#### Consignes
(A) Citez toutes les personnes de l'équipe de création ou de la distribution de la série (scénariste, acteur, metteur en scène) que la critique de The Lying Detective mentionne par leur nom.
(B) Reprenez la critique de The Lying Detective à la suite de sa dernière phrase, dans le même ton.
== Extrait du texte ==
Steven Moffat prend pour la première fois les commandes du deuxième épisode de la saison, position délicate au sein d'une série qui préfère réserver ses coups d'éclat pour ses introductions et ses conclusions. Mais avec une saison qui a pris le parti de bousculer nos attentes, The Lying Detective parviendra-t-il à rompre la malédiction ?

 

Mrs Hudson avec son gun

Pas mal la nouvelle saison d'Arabesque !

 

 

Coke en stock

 

The Lying Detective est un épisode exigeant, volontairement confus, inutilement alambiqué mais résolument attachant. Comme souvent avec les scripts de Steven Moffat (A Study in PinkA Scandal in Belgravia, His Last Vow), les idées les plus absurdes sont finalement les plus réjouissantes, à l'image de cette Mrs Hudson sortant exaltée de son Aston Martin après une course effrenée dans Londres avec les forces de l'ordre. « Effréné » serait sans doute d'ailleurs le meilleur mot pour décrire cet épisode, en particulier dans sa première partie, le script nous faisant partager la vision du monde d'un Sherlock totalement défoncé, brillamment incarné par un Benedict Cumberbatch jamais aussi bon que lorsqu'on le sort de sa zone de confort. Saluons aussi un Nick Hurran qui nous rappelle qu'une bonne mise en scène se met au service du récit au lieu de lui superposer des artifices vains et inutiles.

 

Sherlock dans la rue

Un rayon de soleil dans la nuit.

 

The Lying Detective nécessite plusieurs visionnages pour pleinement prendre conscience des différents niveaux de lecture qui y sont développés. Dans un épisode sous coke où chaque réplique recèle de multiples sens au sein d'un scénario trompe-l'œil qui ne cesse de malmener son spectateur, la série prend le risque de frôler l'overdose. Bref, si vous acceptez de monter dans ses infernales montagnes russes, cet épisode est une aventure jouissive et incarnée, en apparence moins cérébrale que ses grandes sœurs. Ici, pas de véritable enquête (si on omet la superbe séquence de déduction qu'offre Sherlock Holmes à Faith Smith lors de leur adorable virée nocturne dans Londres), mais un monstre à terrasser.
===
== Données présentées ==
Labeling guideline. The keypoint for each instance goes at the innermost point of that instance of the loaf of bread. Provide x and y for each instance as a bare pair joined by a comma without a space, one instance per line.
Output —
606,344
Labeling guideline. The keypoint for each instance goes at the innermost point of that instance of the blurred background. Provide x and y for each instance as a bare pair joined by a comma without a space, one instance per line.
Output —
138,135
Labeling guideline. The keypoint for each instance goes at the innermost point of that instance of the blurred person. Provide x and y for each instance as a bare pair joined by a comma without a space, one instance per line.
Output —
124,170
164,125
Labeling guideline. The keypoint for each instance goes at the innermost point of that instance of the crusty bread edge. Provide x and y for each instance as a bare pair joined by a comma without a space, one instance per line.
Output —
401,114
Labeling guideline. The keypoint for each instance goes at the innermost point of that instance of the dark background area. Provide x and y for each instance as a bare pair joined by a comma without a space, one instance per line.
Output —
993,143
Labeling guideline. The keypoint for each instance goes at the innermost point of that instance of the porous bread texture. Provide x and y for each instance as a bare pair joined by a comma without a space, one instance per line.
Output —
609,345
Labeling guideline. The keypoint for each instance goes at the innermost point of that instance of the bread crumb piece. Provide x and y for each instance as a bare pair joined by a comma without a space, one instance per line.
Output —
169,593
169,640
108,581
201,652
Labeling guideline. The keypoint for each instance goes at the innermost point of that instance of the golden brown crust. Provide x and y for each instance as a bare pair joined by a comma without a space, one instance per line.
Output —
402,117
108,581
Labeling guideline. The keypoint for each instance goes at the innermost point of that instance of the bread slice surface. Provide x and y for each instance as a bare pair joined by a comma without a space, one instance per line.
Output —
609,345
===
== Données présentées ==
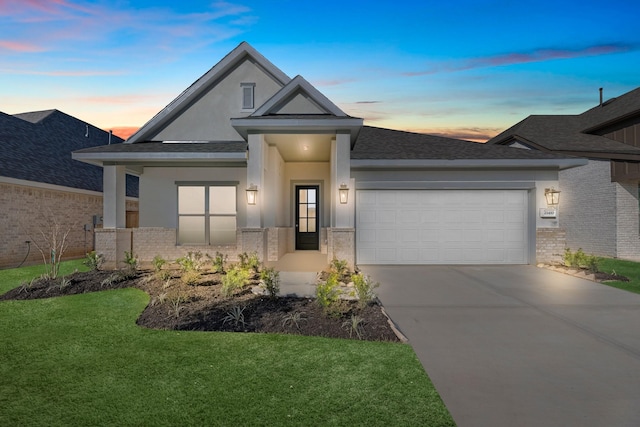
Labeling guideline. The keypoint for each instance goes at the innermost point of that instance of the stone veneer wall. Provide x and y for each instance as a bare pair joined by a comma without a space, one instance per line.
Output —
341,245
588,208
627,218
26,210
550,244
===
== Données présentées ==
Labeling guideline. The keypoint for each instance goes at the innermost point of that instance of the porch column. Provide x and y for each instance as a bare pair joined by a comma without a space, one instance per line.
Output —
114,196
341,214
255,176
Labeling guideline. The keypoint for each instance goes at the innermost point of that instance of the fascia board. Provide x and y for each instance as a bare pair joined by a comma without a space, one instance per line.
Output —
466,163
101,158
===
#### Réponses aux exercices
(A) Steven Moffat, Benedict Cumberbatch, Nick Hurran

(B)
 

 

Toby or not Toby ?

 

Entre deux tours de montagnes russes, The Lying Detective s'interroge sur l'humanité de ses protagonistes. Au cours des trois précédentes saisons, Sherlock a appris à s'humaniser. Dans une quête désespérée pour récupérer la seule personne susceptible de percevoir cette humanité si particulière, le détective va se confronter à l'ennemi le plus inhumain que la série a eu l'occasion de nous offrir, « the most despicable human being that I have ever encountered ». Contrairement à Jim Moriarty, criminel de conte de fées qui trompait l'ennui, ou Charles Augustus Magnussen, maître chanteur ès emprise psychologique, Culverton Smith est une nemesis beaucoup plus primaire et effroyablement réaliste dans son approche du crime. Il tue par pulsion, par passion, pour voir les corps se désincarner, perdre leur humanité. Aucune motivation, si ce n'est la jouissance de côtoyer la mort, ne dicte ses actes, faisant de lui l'ennemi le plus absolu, le plus pur dans son rapport au mal, de la série à ce jour. Culverton est d'autant plus passionnant qu'il questionne Sherlock Holmes sur sa propre nature, le confronte à ses limites et agit comme un miroir déformant du personnage.

 

Cereal Killer

Un jeu de mots que ne renierait pas Laurent Ruquier.

 

Sherlock, comme Culverton, est victime d'une sévère et mortelle addiction, usant de la drogue pour (faire) oublier ce qu'il est aux yeux des autres, dicté par l'irrépressible besoin de s'afficher dans toute sa différence, de traiter la vie comme un jeu dont il dicte les règles. Culverton agit même physiquement comme une antithèse totale de Sherlock Holmes, petit homme blond replet aux costumes colorés, grotesque poupon inspirant tout autant le dégoût que le rire. Toby Jones incarne à merveille un rôle pourtant complexe, mettant parfois à l'épreuve la crédulité du spectateur dans son modus operandi (on peut être surpris de la facilité avec laquelle il convainc toute une assemblée de se laisser droguer sans rechigner) ainsi que dans son comportement en public (je me serais volontiers passé de la décapitation de la poupée barbie lors de la scène de l'hôpital). Le script souhaite nous faire intégrer la monstruosité du personnage, parfois au détriment d'une subtilité qui aurait pourtant pu rendre les doutes de Sherlock (et du spectateur) encore plus tangibles.

 

 

Chair loque

 

Culverton Smith est d’autant plus intéressant qu’il ne se limite pas à un adversaire psychologique. Le duel qui le confronte à Sherlock s’inscrit dans la chair, le détective étant obligé de se rabaisser physiquement et mentalement pour espérer emporter le combat. The Lying Detective est sans doute l’épisode mettant le plus en exergue les corps des acteurs, comme le prouvent les nombreux gros plan opérés par la réalisation, notamment lorsque Sherlock est au plus bas.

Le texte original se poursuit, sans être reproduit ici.